* [AIM OF THE EXERCISE]: Gather every line in the material below that contains the word "stainless". Copy each line as it appears there.

* [EXTRACTED RECORDS]:

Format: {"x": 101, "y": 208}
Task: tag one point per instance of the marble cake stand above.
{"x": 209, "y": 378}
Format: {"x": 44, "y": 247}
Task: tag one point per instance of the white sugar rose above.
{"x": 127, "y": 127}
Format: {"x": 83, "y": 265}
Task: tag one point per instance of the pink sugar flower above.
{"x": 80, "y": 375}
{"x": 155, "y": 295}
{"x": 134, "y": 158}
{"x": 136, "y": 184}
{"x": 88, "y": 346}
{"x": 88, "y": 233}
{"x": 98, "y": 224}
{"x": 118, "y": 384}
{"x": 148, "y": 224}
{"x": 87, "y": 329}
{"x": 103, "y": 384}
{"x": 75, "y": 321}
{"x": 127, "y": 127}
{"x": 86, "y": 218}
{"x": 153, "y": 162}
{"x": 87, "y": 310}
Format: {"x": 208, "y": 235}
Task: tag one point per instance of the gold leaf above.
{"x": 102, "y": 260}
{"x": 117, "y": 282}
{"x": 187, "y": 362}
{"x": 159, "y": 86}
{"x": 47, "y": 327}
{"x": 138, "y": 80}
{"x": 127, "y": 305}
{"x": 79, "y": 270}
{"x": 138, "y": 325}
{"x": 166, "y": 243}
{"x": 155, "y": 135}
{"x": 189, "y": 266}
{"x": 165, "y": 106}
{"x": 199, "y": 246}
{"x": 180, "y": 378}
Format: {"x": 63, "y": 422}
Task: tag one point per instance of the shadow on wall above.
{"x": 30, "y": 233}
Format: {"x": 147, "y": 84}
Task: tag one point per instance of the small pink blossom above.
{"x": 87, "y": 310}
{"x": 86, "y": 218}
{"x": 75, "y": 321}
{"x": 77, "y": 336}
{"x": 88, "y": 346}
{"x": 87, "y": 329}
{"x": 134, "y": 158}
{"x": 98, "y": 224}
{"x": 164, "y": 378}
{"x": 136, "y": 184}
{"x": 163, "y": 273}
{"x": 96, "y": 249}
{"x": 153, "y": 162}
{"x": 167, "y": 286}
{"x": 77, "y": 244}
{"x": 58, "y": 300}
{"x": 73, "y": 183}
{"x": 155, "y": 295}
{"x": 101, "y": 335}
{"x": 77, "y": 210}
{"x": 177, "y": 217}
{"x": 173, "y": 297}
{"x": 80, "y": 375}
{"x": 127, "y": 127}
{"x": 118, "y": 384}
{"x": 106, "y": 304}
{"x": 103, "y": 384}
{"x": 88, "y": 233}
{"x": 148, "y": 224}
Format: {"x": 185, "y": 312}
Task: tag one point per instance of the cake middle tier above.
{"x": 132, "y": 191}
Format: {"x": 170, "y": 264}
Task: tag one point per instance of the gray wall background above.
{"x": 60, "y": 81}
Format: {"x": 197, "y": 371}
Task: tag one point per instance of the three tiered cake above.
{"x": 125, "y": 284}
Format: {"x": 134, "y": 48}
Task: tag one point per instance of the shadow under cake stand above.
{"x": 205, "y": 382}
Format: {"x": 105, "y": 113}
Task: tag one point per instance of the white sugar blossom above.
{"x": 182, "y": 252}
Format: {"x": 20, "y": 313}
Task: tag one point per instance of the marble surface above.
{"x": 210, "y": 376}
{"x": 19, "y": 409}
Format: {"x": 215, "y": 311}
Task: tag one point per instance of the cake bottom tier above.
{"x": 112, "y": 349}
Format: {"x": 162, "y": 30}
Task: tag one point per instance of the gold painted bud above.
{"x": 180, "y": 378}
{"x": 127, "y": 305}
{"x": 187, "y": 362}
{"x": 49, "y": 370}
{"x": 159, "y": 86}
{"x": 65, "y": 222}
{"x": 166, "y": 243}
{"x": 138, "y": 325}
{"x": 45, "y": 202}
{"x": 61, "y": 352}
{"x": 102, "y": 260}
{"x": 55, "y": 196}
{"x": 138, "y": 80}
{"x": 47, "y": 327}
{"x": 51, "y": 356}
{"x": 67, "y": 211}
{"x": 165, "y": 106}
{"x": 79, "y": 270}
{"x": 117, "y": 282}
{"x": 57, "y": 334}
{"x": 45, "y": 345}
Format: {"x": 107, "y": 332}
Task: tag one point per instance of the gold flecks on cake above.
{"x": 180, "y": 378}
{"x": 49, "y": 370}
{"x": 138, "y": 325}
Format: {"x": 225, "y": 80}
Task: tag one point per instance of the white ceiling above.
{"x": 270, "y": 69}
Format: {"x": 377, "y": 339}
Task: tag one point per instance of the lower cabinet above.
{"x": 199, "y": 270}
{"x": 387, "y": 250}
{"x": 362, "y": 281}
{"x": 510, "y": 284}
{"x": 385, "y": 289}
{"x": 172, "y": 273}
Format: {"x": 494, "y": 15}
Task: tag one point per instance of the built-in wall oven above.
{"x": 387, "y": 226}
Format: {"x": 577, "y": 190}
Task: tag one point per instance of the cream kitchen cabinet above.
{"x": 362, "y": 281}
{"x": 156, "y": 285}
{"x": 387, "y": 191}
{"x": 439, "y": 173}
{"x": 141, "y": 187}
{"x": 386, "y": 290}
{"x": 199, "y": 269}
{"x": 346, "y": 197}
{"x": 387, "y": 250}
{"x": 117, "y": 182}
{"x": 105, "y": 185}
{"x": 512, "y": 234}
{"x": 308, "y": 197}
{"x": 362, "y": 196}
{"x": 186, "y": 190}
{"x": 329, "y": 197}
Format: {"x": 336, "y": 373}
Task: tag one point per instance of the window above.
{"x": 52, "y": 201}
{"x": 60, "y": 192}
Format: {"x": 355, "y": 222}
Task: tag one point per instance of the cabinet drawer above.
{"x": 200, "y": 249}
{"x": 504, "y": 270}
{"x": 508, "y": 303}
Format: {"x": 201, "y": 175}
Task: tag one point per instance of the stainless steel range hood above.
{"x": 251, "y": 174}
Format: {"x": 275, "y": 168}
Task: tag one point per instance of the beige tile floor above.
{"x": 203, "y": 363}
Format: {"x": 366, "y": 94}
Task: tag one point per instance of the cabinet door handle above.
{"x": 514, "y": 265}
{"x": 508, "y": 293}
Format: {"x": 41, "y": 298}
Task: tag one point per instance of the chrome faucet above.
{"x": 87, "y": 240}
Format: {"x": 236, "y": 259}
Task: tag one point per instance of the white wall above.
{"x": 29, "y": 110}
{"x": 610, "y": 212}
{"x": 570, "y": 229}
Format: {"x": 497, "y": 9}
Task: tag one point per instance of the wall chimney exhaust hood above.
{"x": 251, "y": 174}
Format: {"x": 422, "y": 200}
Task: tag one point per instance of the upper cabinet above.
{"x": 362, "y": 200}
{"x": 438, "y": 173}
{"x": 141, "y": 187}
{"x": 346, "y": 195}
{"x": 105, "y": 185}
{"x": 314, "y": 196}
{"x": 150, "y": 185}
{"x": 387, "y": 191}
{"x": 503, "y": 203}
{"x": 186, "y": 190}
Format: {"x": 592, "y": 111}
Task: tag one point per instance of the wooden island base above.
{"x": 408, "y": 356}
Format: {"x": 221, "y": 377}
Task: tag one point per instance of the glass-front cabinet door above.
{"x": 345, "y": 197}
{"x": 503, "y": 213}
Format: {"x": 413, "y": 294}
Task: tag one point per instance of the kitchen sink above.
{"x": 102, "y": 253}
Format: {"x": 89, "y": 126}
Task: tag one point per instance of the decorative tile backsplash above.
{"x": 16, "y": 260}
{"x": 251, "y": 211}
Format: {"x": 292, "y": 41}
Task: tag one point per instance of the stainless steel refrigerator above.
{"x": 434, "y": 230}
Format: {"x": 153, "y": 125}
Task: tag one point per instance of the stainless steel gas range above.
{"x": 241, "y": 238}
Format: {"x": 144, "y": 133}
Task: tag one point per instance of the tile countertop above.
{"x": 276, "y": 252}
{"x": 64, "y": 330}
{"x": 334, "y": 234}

* [RESULT FOR THIS EXERCISE]:
Task: tag one point per instance of the stainless steel range hood above.
Task: tag one point per instance of the stainless steel refrigerator above.
Task: tag one point per instance of the stainless steel gas range above.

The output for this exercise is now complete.